To do: Leaving the images aside, transcribe all the data below exactly.

Input records:
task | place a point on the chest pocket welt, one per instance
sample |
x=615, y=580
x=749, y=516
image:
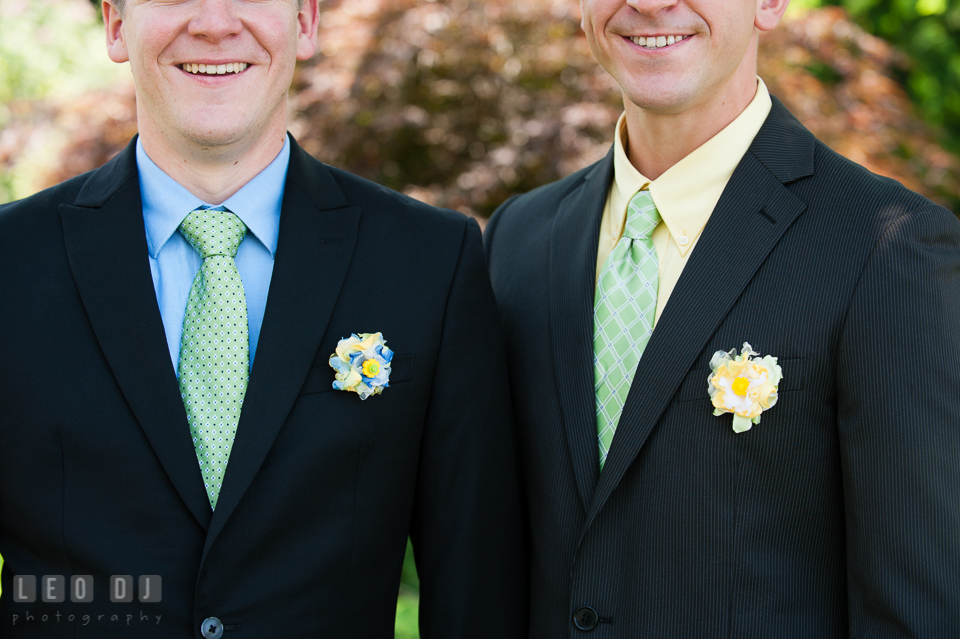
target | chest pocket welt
x=320, y=378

Response to this task:
task | place a point on the chest pocket welt, one per instance
sample |
x=615, y=580
x=749, y=516
image:
target | chest pocket welt
x=320, y=378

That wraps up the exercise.